The data below should be retyped exactly, with the pictures left out.
:: Data shown
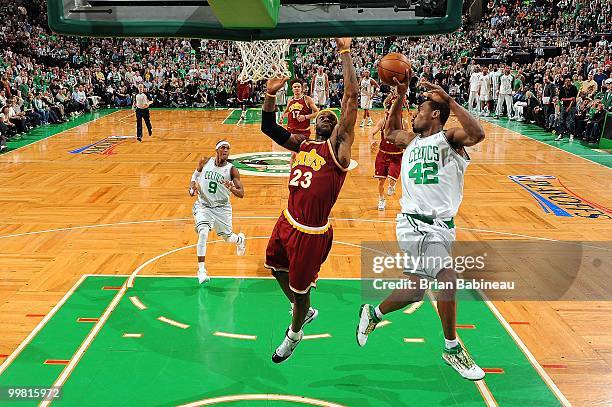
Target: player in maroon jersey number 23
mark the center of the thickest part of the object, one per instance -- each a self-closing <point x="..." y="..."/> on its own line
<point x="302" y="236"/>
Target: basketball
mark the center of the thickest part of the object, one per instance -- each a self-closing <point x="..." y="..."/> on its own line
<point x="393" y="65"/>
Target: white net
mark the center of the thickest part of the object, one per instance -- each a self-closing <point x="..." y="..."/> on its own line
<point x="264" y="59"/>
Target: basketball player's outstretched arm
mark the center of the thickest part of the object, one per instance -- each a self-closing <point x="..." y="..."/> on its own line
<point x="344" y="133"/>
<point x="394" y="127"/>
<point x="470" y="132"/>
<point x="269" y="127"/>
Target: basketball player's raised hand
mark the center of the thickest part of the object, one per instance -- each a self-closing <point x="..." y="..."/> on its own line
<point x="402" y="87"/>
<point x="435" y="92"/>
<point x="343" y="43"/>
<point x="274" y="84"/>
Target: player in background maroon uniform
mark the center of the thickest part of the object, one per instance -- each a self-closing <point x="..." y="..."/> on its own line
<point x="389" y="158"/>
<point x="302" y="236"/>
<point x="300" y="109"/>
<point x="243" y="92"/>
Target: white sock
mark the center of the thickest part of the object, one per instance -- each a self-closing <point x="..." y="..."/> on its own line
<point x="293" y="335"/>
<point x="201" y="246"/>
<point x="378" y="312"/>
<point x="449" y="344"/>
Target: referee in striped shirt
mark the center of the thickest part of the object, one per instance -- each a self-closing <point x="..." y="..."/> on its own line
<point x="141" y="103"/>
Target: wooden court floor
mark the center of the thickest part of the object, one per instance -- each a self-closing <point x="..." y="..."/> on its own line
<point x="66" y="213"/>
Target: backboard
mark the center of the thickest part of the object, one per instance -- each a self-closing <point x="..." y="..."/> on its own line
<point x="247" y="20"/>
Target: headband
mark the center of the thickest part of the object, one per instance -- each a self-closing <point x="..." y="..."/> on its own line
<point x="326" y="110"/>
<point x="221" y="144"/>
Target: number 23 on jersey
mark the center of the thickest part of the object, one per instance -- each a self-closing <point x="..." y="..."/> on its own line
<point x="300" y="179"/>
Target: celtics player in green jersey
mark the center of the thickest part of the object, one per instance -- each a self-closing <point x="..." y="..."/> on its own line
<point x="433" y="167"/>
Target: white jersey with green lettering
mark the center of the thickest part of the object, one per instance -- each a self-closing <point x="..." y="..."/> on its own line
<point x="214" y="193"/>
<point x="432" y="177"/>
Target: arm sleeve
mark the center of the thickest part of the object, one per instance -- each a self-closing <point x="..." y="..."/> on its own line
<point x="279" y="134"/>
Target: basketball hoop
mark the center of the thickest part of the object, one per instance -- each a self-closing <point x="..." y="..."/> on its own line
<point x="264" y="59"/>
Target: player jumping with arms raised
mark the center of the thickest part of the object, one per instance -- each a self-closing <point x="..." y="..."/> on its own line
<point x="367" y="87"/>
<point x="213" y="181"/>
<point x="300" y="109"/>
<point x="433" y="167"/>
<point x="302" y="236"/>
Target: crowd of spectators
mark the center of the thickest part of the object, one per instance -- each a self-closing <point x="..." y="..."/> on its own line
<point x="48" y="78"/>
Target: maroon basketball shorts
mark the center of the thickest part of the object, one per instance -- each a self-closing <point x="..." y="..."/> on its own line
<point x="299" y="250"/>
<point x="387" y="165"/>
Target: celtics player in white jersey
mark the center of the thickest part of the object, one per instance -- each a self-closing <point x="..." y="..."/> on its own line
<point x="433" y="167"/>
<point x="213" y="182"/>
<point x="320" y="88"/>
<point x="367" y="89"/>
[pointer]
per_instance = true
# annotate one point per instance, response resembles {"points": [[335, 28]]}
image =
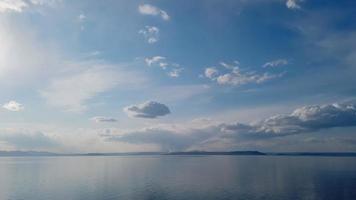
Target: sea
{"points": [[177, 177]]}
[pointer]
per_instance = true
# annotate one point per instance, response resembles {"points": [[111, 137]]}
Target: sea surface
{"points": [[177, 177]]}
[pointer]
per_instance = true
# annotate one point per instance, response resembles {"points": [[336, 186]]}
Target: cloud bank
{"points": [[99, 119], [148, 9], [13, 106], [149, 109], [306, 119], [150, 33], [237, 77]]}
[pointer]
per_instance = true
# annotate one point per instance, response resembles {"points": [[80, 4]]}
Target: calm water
::::
> **Response area**
Target: player in maroon jersey number 23
mark the center of the thickest part of the object, one per instance -- each a self-closing <point x="..." y="..."/> on its own line
<point x="302" y="236"/>
Target: basketball
mark the center of the thickest part of the object, one per instance -- each a self-closing <point x="..." y="..."/> on its own line
<point x="393" y="65"/>
Target: white net
mark the center of the thickest part of the object, one per instance -- each a self-closing <point x="..." y="..."/> on its own line
<point x="264" y="59"/>
Target: basketball player's outstretched arm
mark the center of the thickest part of the object, one per instance -- each a self-closing <point x="..." y="..."/> on its own line
<point x="344" y="133"/>
<point x="394" y="127"/>
<point x="470" y="132"/>
<point x="269" y="127"/>
Target: basketball player's raised hand
mark the center of the thickest part of the object, one per instance -- each a self-closing <point x="..." y="..."/> on its own line
<point x="402" y="87"/>
<point x="435" y="92"/>
<point x="343" y="43"/>
<point x="274" y="84"/>
Target: player in background maroon uniform
mark the center of the thickest part of the object, one per instance -- each a self-closing <point x="..." y="..."/> on its own line
<point x="389" y="158"/>
<point x="302" y="236"/>
<point x="300" y="109"/>
<point x="243" y="92"/>
Target: white sock
mark the center of the thickest part of the object, one per instance -- each a self-closing <point x="..." y="..."/> on its own line
<point x="293" y="335"/>
<point x="201" y="246"/>
<point x="378" y="312"/>
<point x="449" y="344"/>
Target: referee in striped shirt
mark the center of the thickest part of the object, one per instance -- each a self-closing <point x="..." y="..."/> on its own line
<point x="141" y="103"/>
Target: wooden court floor
mark the center of the thickest part of the object, one per instance -- each a self-closing <point x="..." y="..."/> on its own line
<point x="66" y="213"/>
Target: backboard
mark the center of the thickest part of the object, one per instance -- each a self-closing <point x="..." y="..."/> on its own line
<point x="247" y="20"/>
Target: headband
mark the center of the thickest part of the object, one per instance -- each a self-closing <point x="..." y="..."/> on its own line
<point x="326" y="110"/>
<point x="221" y="144"/>
Target: number 23 on jersey
mark the center of the thickest part of the object, one per instance -- each a self-closing <point x="..." y="..."/> on its own line
<point x="300" y="179"/>
Target: celtics player in green jersey
mark the center of the thickest part of the object, one per instance -- each a self-closing <point x="..." y="..."/> on its own line
<point x="433" y="167"/>
Target: white jersey with green lettering
mark the center of the thickest part of the object, one per instance -- each a self-closing <point x="..." y="..."/> on its own line
<point x="214" y="193"/>
<point x="432" y="177"/>
Target: arm sleeve
mark the center of the thickest part of the object, one per instance -- each a self-closing <point x="..." y="..."/> on its own line
<point x="279" y="134"/>
Target: basketball hoop
mark the center of the thickest part of the object, one per instance -- each a self-closing <point x="..." y="..."/> on its own line
<point x="264" y="59"/>
Target: player jumping with arms raised
mark the center of the thickest part of the object, one per instance -- each a self-closing <point x="..." y="..."/> on its own line
<point x="367" y="87"/>
<point x="213" y="181"/>
<point x="300" y="109"/>
<point x="433" y="167"/>
<point x="302" y="236"/>
Target: crowd of spectators
mark the center of the thickest part of the object, one per instance -- each a self-closing <point x="..." y="..."/> on its own line
<point x="48" y="78"/>
Target: maroon basketball shorts
mark the center of the thickest part of the object, one per instance -- each a self-closing <point x="..." y="..."/> on its own line
<point x="299" y="250"/>
<point x="387" y="165"/>
Target: celtics player in white jersey
mark the center of the thickest part of the object, one per instance -- each a self-closing <point x="..." y="..."/> on its own line
<point x="433" y="167"/>
<point x="213" y="182"/>
<point x="320" y="88"/>
<point x="367" y="89"/>
[pointer]
per_instance = true
# annotate one point per instance, response resembles {"points": [[335, 28]]}
image =
Target: sea
{"points": [[177, 177]]}
[pointer]
per_instance = true
# annotate one point per instance, response resembles {"points": [[111, 137]]}
Target: sea surface
{"points": [[177, 177]]}
[pointer]
per_instance = true
# annotate one point per instance, response resembles {"points": [[336, 186]]}
Target: cloud bank
{"points": [[99, 119], [148, 9], [13, 106], [149, 109], [306, 119], [150, 33], [237, 77]]}
[pointer]
per_instance = true
# annotate one point per instance, response resembles {"points": [[80, 4]]}
Target: calm water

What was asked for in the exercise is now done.